Exercise requirements:
**a)** Return the kindergarten passage from "And I have to" to "for thirteen years.", copied word for word.
**b)** In the kindergarten passage, what theory had the California education system embraced in the early seventies?

Extract to read:
________________________________________

And I have to say, kindergarten was kind of fun.  We played games, we chased each other on tiny bicycles in the courtyard, we learned about animals, and we took a nap!  I remember that the night before my sister had succeeded in frightening me with the news that I would be in school for the next thirteen years.  I don’t know what she was all worked up about.  I could so do this for thirteen years.

Before that reality check would arrive on day one of the first grade (Desks?  Math?  No nap time? Have I been sent to a Gulag?) , I had another one waiting for me.  Being the early seventies, the California education system had embraced a theory called “essentialism.”  Essentialism was the view that there were no inherent behavioral differences between boys and girls, that gender roles were 100% socially constructed, and that both sexes were “essentially” the same.  All we had to do was educate our children in an enlightened way, and these sexist and oppressive gender assumptions would be gone in a generation.  A Utopian idea (that would eventually require its own reality check), but what it meant for me was that boys and girls would be partnered up and working together at an activity normally associated with a specific gender role.  Today, we would be cooking something in the kitchen, and I was partnered with Lori Saunders.

I don’t remember what it was we were supposed to cook (with an EZ Bake Oven, no doubt to allay safety concerns), but I remember Lori vividly.  She had pig tails and wore a blue polka dot dress–the kind of thing mothers and aunts and grandmothers would see at Osh Kosh, and react with a deafening chorus of cooing.  Lori introduced herself–and shook my hand!  She instantly learned my name!  Oh my God, she was talking to me! To be honest, she pretty much talked nonstop.  She clearly required no conversational input from me, and I was happy to oblige.  Unlike my constantly talking sister, though, Lori’s chatter wasn’t as irritating as a swarm of gnats on a humid summer night.   If it was possible to be smitten at age five, then I was smitten.

________________________________________

Stored records:

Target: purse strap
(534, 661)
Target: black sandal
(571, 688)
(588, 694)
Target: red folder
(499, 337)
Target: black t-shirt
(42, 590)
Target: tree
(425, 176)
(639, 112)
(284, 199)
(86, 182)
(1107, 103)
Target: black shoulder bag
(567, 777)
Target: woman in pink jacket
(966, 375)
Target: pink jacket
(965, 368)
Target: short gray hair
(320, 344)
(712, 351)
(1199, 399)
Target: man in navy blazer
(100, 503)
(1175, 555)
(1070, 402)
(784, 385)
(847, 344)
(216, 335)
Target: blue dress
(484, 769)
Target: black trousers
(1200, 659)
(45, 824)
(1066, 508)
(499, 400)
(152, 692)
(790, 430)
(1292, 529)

________________________________________

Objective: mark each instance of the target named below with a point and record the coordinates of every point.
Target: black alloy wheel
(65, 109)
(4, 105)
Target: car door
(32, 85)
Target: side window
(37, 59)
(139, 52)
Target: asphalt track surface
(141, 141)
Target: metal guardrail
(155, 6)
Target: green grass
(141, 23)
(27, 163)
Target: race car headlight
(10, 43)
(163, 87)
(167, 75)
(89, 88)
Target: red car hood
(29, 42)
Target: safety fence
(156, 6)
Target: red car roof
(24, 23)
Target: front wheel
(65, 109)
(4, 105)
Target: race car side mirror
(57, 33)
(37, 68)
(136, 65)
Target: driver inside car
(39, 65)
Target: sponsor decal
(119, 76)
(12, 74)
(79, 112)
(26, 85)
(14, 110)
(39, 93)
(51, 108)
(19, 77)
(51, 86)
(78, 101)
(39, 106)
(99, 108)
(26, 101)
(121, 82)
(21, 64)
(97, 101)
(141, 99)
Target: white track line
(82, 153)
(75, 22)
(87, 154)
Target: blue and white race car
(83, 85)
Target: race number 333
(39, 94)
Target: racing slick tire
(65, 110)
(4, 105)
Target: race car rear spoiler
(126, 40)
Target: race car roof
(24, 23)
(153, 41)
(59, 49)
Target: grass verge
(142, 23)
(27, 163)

________________________________________

Solutions:
**a)**
And I have to say, kindergarten was kind of fun.  We played games, we chased each other on tiny bicycles in the courtyard, we learned about animals, and we took a nap!  I remember that the night before my sister had succeeded in frightening me with the news that I would be in school for the next thirteen years.  I don’t know what she was all worked up about.  I could so do this for thirteen years.

**b)** Essentialism